LIST OF TASKS:
[1] In the text below on State Fair electric energy, what average power does the author calculate for a single State Fair day?
[2] Continue the text below on State Fair electric energy and solar capacity from its last sentence.

SELECTED TEXT:
----------

Of course, most of the power is used during the 13-day run of the fair itself.  In order to estimate the daily requirements, I arbitrarily assume that the power used during the State Fair days is ten times the power used on the other 49 days in August and September.  I calculate that the average power used on a State Fair day is 167,598 kWh.  The Daily 2019 State Fair Electric Energy (kWh) Needed and Production Equivalent to Oak Orchard WWTP Solar System table lists the data used to calculate the average State Fair day electric energy need and the daily output and daily capacity factor from the OOWWTP.  Using the same methodology to determine how much electric energy could be generated for each 1 kW of capacity the table lists the capacity needed for each day of the 2019 Fair season.  There probably are daily difference sin energy use as a function of the attendance but I did not try to estimate that effect.  Nonetheless, we can see that even on the day with largest capacity factor (8/25/2019) the capacity needed for one state fair day doubles the monthly estimate and that a facility with a capacity of 30,415 kW would be needed. Importantly note that the day to day variation of the capacity factor.  On the worst day you would need to over 171,000 kW of capacity using these assumptions about daily load at the State Fair and that would require a solar facility nearly 12 times larger than one based on the monthly numbers.  I assume that would be an overestimate because on the day with the lowest solar capacity problem also was the lowest attendance day so probably was not only cloudy but raining.

Renewable proponents rarely acknowledge the time period problem shown here because it makes their cost estimate of the renewable resource worse.  There is an even bigger problem that is rarely mentioned.  The all renewable resource plan should also account for energy storage needed when winds are calm at night.  The Hourly State Fair Electric Energy (kW) Requirements and Estimated Deficit table lists estimated hourly loads and potential solar and wind hourly output.  In order to estimate the hourly load, I made assumptions about the hourly load in the State Fair Hours Weight column.  I assumed that hours 19 through 22 would be maximum load and that hour 02 through 06 would be 15% of the maximum.  The column lists the hourly assumed load as a percentage of the maximum load for all the hours.  I used that information and the assumed 167,598 kWh of a State Fair day value to calculate the hourly loads shown.

----------

DATASET CONTENT:
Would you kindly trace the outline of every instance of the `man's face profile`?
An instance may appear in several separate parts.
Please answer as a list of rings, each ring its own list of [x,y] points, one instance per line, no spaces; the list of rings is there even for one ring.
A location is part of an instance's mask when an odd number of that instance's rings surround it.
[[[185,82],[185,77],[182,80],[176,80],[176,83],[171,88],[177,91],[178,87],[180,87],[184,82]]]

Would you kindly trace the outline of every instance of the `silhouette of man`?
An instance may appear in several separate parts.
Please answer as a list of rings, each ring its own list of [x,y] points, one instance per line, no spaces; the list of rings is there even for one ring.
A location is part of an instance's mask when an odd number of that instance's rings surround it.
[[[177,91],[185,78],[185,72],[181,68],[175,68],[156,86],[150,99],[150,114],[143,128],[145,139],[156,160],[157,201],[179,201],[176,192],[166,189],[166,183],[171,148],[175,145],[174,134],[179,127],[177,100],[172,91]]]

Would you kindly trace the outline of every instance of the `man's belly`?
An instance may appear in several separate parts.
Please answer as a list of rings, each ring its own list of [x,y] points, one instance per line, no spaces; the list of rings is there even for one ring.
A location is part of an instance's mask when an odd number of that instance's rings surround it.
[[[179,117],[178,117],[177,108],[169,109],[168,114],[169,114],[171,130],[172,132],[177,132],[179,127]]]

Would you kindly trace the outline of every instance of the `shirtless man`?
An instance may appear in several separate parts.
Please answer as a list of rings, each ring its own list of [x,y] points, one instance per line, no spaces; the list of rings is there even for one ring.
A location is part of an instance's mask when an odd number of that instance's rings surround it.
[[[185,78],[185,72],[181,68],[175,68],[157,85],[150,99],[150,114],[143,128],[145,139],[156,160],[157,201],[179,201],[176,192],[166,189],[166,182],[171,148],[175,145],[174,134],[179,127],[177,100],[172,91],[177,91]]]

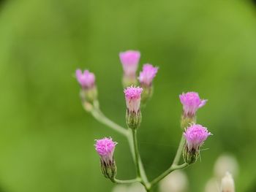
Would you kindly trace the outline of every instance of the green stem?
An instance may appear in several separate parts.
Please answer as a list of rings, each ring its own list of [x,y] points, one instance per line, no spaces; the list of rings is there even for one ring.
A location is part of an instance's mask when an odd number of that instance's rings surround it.
[[[164,172],[162,174],[161,174],[156,179],[151,182],[151,186],[154,186],[154,185],[157,184],[160,180],[162,180],[164,177],[165,177],[167,174],[169,174],[174,170],[184,169],[188,166],[189,164],[186,163],[181,165],[172,165],[168,169],[167,169],[165,172]]]
[[[136,166],[136,172],[137,172],[137,175],[140,177],[141,174],[140,174],[140,165],[139,165],[139,150],[138,147],[138,141],[137,141],[137,130],[132,129],[132,139],[133,139],[133,147],[134,147],[134,152],[135,152],[135,166]]]
[[[137,178],[137,179],[129,180],[119,180],[117,179],[114,179],[113,182],[118,184],[129,184],[129,183],[134,183],[137,182],[141,182],[141,179]]]
[[[173,162],[173,165],[178,165],[178,161],[181,159],[182,150],[183,150],[183,148],[184,147],[184,145],[185,145],[185,138],[182,134],[181,139],[181,141],[179,142],[178,147],[178,150],[176,152],[176,155],[175,155],[175,158],[174,158],[174,160]]]

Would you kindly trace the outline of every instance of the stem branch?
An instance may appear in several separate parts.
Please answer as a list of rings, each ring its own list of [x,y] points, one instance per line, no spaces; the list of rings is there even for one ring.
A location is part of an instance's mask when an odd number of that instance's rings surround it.
[[[168,169],[167,169],[165,172],[164,172],[162,174],[161,174],[156,179],[151,182],[151,186],[154,186],[154,185],[157,184],[160,180],[162,180],[164,177],[165,177],[167,174],[169,174],[174,170],[184,169],[188,166],[189,164],[186,163],[181,165],[172,165]]]
[[[136,182],[141,182],[141,180],[140,178],[136,178],[136,179],[129,180],[119,180],[117,179],[114,179],[113,182],[118,184],[129,184],[129,183],[134,183]]]

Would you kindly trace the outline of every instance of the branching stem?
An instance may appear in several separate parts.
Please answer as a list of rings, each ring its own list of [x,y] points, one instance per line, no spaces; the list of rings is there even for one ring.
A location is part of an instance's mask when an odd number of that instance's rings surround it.
[[[137,178],[134,180],[121,180],[114,179],[113,182],[119,184],[128,184],[139,182],[144,185],[145,189],[147,192],[151,191],[153,186],[157,185],[161,180],[166,177],[168,174],[172,172],[174,170],[184,169],[188,166],[188,164],[184,163],[181,165],[178,165],[181,156],[182,155],[182,150],[185,144],[185,139],[184,137],[181,137],[178,148],[177,150],[176,155],[174,158],[172,165],[167,169],[165,172],[158,176],[157,178],[153,180],[151,182],[148,182],[145,169],[140,156],[138,141],[137,141],[137,130],[132,130],[130,128],[127,129],[116,123],[113,122],[111,120],[108,118],[99,110],[98,102],[96,103],[94,106],[91,106],[91,109],[89,110],[94,118],[97,120],[99,122],[102,123],[104,125],[106,125],[113,130],[118,132],[123,136],[126,137],[129,145],[132,152],[132,158],[136,166]],[[86,107],[85,107],[86,109]]]

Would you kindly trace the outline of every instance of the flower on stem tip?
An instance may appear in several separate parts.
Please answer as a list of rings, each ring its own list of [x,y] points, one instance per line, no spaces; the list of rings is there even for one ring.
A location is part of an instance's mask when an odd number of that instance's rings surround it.
[[[143,86],[151,86],[157,71],[158,67],[154,67],[149,64],[144,64],[143,70],[140,72],[140,77],[138,77],[140,85]]]
[[[89,89],[94,86],[94,74],[90,72],[89,70],[85,70],[83,72],[80,69],[77,69],[75,72],[75,76],[83,88]]]
[[[132,112],[137,113],[140,110],[140,96],[143,88],[140,87],[130,86],[124,89],[125,100],[127,110]]]
[[[197,110],[204,106],[207,101],[207,100],[200,99],[196,92],[183,93],[179,98],[183,105],[184,115],[187,117],[194,117]]]
[[[192,124],[184,133],[186,145],[184,150],[184,159],[190,164],[195,163],[199,155],[199,147],[208,136],[211,135],[207,128],[199,124]]]
[[[136,50],[127,50],[120,53],[119,57],[125,75],[135,77],[140,58],[140,53]]]
[[[117,142],[112,139],[105,137],[102,139],[97,139],[95,150],[100,156],[101,171],[103,175],[113,180],[116,174],[116,166],[113,159],[113,153]]]
[[[140,99],[143,88],[130,86],[124,89],[125,100],[127,103],[126,122],[129,128],[138,128],[141,122]]]

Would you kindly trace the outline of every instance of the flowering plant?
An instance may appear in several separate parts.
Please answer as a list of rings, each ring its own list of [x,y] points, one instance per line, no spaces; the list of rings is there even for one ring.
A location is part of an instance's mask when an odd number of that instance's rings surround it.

----------

RESULTS FOR EACH TASK:
[1] 167,598 kWh

[2]
The table also lists the hourly renewable energy outputs which can be combined with the hourly load estimate to determine the margin between the two.  Remember that the Governor wants to make State Fair electricity all renewable so at the end of the day the cumulative margin should be positive.  In this analysis I estimated how much wind and solar would be available on the best solar capacity factor day.  I estimated that a solar facility (capacity of 30,415 kW) based on the previous daily requirement analysis combined would be needed and combined that with the OOWWTP output data for August 25, 2019 to predict solar generation.  I utilized the same approach to calculate the capacity that would be needed for a wind farm to power the same average daily load.  II used the capacity factor from all the onshore wind farms during the State Fair and calculated that 23,423 kW of wind capacity would be needed to provide 1,675,978 kWh.  Hourly wind data downloaded from the NYISO real-time dashboard were used to calculate the hourly capacity factors needed to estimate hourly availability of wind on August 25, 2019.

The analysis shows that there are five hours when the combined solar and wind energy resources are insufficient to power the State Fair.  The Governor’s promise to use only renewable resources should include energy storage costs for those five hours when winds are light at night. A recently released report from the National Renewable Energy Lab (NREL): “2018 U.S. Utility-Scale Photovoltaics-Plus-Energy Storage System Cost Benchmark” provides information that can be used to estimate the costs of the energy storage option.  I explained how information from that report could be modified to estimate costs for any configuration in another posted essay.  In the Calculated Cost Breakdown $ per kWh Parameters for a U.S. Li-ion Standalone Storage System table I show how to estimate the costs for a solar-only system ($30.5 million) and a combined solar and wind system ($9 million) to meet the shortfalls for this example State Fair day.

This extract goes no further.